» DIRECTIONS FOR THIS TASK
Continue the career interview transcript from its last line, carrying on the conversation that follows.

» PAGE EXCERPT
Grant Belgard: Which mistakes have been most instructive for you?

Christiaan Engstrom: Oh gosh, constructive mistakes. Like, I’m not sure if you can look at a mistake and say that that’s a learning. I was just talking with, I’m gonna name drop here, but Stella Vnook, whose daughter recently went to school and my son has transferred schools. And we were talking about trying to influence our child and what they’re gonna choose to do. And her take was, my daughter, I’m not sure. I’m gonna stay out of it. And I think that if she makes the wrong decision, I will be better on the other side. I was like, wow, my son, I stayed out of it. I really wish I would have spoken up. He had a really bad experience and now he’s transferred back home and we’re all happy. So I think we both kind of laughed about you’re damned if you do, you’re damned if you don’t. I think what I think being present in life means is that you just accept what happened, happened and what did I learn from it.

Christiaan Engstrom: So constructive learnings for me has been, you need to be, for me, take risk and get comfortable with it. And what that means for competitors is you’re gonna fail and that is so hard and everybody’s gonna be mad at you. And everybody’s gonna say, you should have done it a different way. You’re gonna have to sit back and kind of live with the decisions you make and you can choose to position them a certain way. You can explain them away. In the end, the result is what the result is and as a leader, you take that on. So the best thing that I’ve learned is learning how to gracefully accept loss and make others continue to stay with me and trust me as I get to go try again. And at some point, they may remove me from a leadership position, but I think get used to loss and don’t let it stop you. You’ve got to keep going.

Grand Belgard: Who are a few people who have changed the trajectory of your career?

Christiaan Engstrom: Oh, Santosh Patel. This is, I’m gonna tell the story of Santosh Patel. He was my boss at Toro company. And so my career was kind of went through this leadership development program at Toro within their dealer network and was at, excuse me, at Ford and was at Ford’s headquarters. And then I got recruited away to do similar things for Toro within their golf business. And what I knew is I didn’t care about cars and I didn’t care about golf, especially like lawnmowers from like a deeply intrigued perspective, I wasn’t. I was learning how to do business. And I told my boss at the time, Santosh Patel, who was a director of customer care at Toro, that I was gonna be leaving the company to go to school and go back and get my MBA. And he said, well, what if I was able to put you into full-time MBA program and you can keep your job? And I said, yes, I would stay. And by the way, we’ll pay for it.

» SUPPLIED INFORMATION

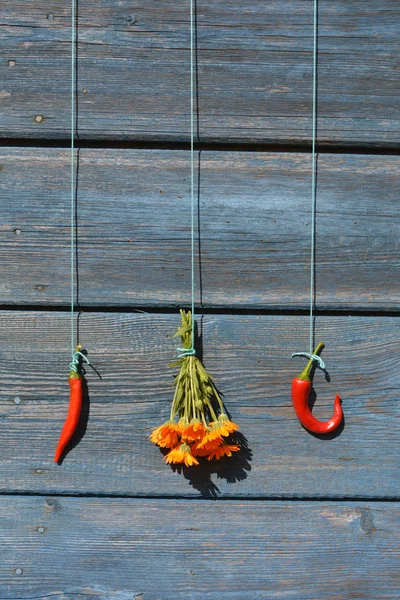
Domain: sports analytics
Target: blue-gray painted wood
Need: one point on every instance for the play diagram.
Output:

==

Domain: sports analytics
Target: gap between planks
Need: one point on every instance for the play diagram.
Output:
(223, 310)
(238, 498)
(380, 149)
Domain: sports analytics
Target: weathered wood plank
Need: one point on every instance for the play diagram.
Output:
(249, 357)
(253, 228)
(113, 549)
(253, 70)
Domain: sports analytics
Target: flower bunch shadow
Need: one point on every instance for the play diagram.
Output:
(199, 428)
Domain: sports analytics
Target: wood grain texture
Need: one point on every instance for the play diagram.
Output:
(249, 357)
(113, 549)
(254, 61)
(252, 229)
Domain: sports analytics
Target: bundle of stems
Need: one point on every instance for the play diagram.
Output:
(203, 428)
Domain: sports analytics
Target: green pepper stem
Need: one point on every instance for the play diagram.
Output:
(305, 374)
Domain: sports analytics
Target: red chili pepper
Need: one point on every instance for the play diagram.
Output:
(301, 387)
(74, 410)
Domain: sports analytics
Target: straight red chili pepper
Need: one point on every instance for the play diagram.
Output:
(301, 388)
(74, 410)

» RESULT FOR THIS EXERCISE
Christiaan Engstrom: And so he went and advocated for me. Now it just happened. He had the time and talked to our CEO, very nice guy, Mike Hoffman. And Mike Hoffman had a tie to the University of Minnesota program. And those two decided to put me into the program. And I was like a rookie. It was my first year coming to Toro from Ford. And it turns out there was a list of dozens of people at Toro with vice president titles and director titles that were way above me that were scheduled to go. And Santosh just kind of stomped his foot and Mike pushed me through. And I went into this full-time MBA program at 30 years old or 29 years old. And it totally changed my life. Like I can’t say how grateful, lucky, privileged, whatever you may call it, it brought me perspectives in seeing, first of all, most of the folks in the program, older than me, 10 years plus, who had had better careers than I could ever hope for.

Christiaan Engstrom: And I said, that’s how I need to, I took notes from how I saw them operating. So they were all very wonderful. And then just the X’s and O’s, thinking about how the bioinformatic person thinks in the business or the stats person. Let’s get down to it. Learning some of those fundamentals and what clinical statistics mean. And I kind of diving into it, it wasn’t my area. I was an operations guy and I was a marketing guy and a little bit of sales. So learning what the CFO was thinking about and being a better teammate for the CFO, getting your MBA from me, didn’t give me that next job right away. Just let me talk to the people that would hire me a little bit more effectively down the road. So thank you, Santosh. Thank you, Toro.

Grant Belgard: Nice, nice shout out. So how do you think about personal brand versus organizational brand in this industry?

Christiaan Engstrom: I don’t know. Try not to think about personal brand too much because every time I do, I get in trouble. It’s just not like for me, it’s been easy for me to celebrate and hide behind our awesome members and rah-rah them and cheerlead them. So I think if there’s any brand I’m trying to get as a cheerleader for these athletes that are out on the field and making it happen. And I don’t know, that’s not a great way to position myself. But I’ve been in their seats too, I’ve been the athlete. And for me, it’s facilitator on the team, maybe the point guard on the basketball team, which I always dreamed of being a pretty big guy who’s slow. So right now on this team, I get to be the point guard. And my advice for others is you have to embrace your authentic brand. And I think for me, there is a little bit of that farm boy community, a little bit shy away from that sort of thing.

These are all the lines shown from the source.